Dataset extracts labeled with boxes
============
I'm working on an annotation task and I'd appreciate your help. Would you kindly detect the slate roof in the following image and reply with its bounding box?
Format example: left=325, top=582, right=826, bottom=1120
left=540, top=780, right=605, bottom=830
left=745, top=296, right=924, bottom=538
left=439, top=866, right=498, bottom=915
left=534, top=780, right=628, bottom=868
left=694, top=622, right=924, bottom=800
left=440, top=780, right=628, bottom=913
============
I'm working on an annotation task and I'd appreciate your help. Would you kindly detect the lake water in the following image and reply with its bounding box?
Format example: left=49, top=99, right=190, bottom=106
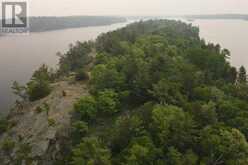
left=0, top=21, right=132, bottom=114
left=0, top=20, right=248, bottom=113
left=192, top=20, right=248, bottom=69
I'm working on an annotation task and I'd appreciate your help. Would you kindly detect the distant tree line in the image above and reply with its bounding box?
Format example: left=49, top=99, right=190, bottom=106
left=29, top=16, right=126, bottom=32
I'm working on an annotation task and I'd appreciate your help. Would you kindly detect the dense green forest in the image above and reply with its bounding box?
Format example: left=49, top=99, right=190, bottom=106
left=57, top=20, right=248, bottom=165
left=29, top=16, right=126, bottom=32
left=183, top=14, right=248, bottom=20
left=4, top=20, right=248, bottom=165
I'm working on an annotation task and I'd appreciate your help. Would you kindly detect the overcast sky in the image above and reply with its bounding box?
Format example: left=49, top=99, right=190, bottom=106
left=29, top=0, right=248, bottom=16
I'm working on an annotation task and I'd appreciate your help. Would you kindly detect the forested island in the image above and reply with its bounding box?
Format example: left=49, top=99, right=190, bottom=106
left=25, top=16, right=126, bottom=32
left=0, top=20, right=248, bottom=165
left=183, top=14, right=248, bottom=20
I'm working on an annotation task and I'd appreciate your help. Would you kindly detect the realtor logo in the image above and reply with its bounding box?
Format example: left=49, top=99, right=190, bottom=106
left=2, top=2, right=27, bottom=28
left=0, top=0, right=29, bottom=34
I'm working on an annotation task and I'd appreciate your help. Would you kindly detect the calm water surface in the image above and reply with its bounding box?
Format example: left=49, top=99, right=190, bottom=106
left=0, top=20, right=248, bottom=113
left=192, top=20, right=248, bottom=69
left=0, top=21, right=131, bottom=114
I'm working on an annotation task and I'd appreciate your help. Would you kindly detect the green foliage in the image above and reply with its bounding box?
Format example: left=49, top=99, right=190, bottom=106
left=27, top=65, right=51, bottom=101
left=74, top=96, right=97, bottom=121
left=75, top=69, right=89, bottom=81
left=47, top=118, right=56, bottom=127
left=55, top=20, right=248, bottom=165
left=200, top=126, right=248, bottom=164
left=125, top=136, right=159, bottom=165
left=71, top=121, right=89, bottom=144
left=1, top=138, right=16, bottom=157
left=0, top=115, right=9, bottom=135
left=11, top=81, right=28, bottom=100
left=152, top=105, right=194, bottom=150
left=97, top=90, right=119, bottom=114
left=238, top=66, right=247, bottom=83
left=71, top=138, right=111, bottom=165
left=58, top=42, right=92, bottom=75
============
Written request
Reproduce the records word for word, from the line with "detect the green" up to and including the line with "left=0, top=115, right=9, bottom=135".

Problem solution
I'm working on an annotation task and I'd appreciate your help. Would you kindly detect the green foliage in the image above and reply with its bounding box?
Format example: left=49, top=99, right=190, bottom=106
left=27, top=65, right=51, bottom=101
left=74, top=96, right=97, bottom=121
left=75, top=69, right=89, bottom=81
left=47, top=118, right=56, bottom=127
left=55, top=20, right=248, bottom=165
left=200, top=126, right=248, bottom=164
left=125, top=136, right=159, bottom=165
left=71, top=121, right=89, bottom=144
left=1, top=138, right=16, bottom=157
left=0, top=115, right=9, bottom=135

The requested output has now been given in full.